TEXT SEGMENT
Segment Open
Local anesthesia (retrobulbar, peribulbar, or sub-Tenon) is administered before the procedure. This can be done in the office if the patient can tolerate a periocular injection while awake.
External cyclodestruction (transscleral cyclophotocoagulation)
There are 2 ways (Video 13-1) to deliver the laser energy externally: by means of discrete treatment spots or broad, continuous application. Discrete delivery is easier to perform but may be associated with more collateral tissue damage. Sweeping application is technically more challenging in patients with tight orbits.
Courtesy of Lauren Bierman, MD.
Scan the QR code or access the video at www.aao.org/bcscvideo_section10.
Discrete transscleral cyclophotocoagulation involves use of a fiber-optic probe to deliver 810-nm diode laser energy through the sclera to the ciliary processes. In this approach, 16–20 treatment spots are applied 360°. The probe is placed so that the energy is delivered posterior to the limbus, in order to target the ciliary processes (Fig 2-13). Care is taken to avoid the 3-o’clock and 9-o’clock positions to prevent damage to the long posterior ciliary nerves.
Segment Closed
EXTRACTED RECORDS
Segment Open
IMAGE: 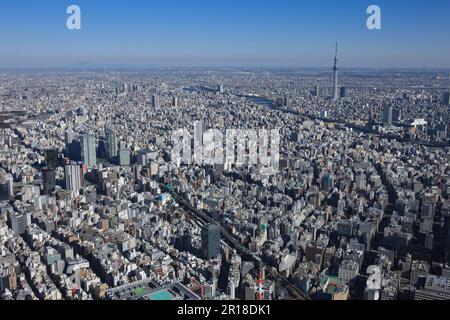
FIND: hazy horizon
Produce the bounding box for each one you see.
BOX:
[0,0,450,69]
Segment Closed
EXERCISE INSTRUCTIONS
Carry on the passage about transscleral cyclophotocoagulation, picking up right after its final sentence.

EXERCISE RESPONSE
Continuous transscleral cyclophotocoagulation (MicroPulse; Iridex) also uses 810-nm diode laser energy delivered with a fiber-optic probe. However, the probe is moved in a continuous sweeping manner in applying the energy posterior to the limbus. The laser cycles on and off in a sinusoidal pattern with a duty cycle of 31.3%. A variety of settings are used for continuous transscleral cyclophotocoagulation.
Internal cyclodestruction (endocyclophotocoagulation)
To perform endocyclophotocoagulation (ECP), the surgeon views the ciliary epithelium with an endoscopic probe placed in the ciliary sulcus, posterior to the iris. Laser energy is delivered directly to the target tissue. This procedure is performed in the operating room, often in combination with cataract surgery.
Figure 13-2 Cyclodestruction. The diode laser handpiece attachment (example of 1 manufacturer’s device) is aligned with the limbus and ready to treat.
(Figure developed by Angelo P. Tanna, MD, and illustrated by Wendy Hiller Gee.)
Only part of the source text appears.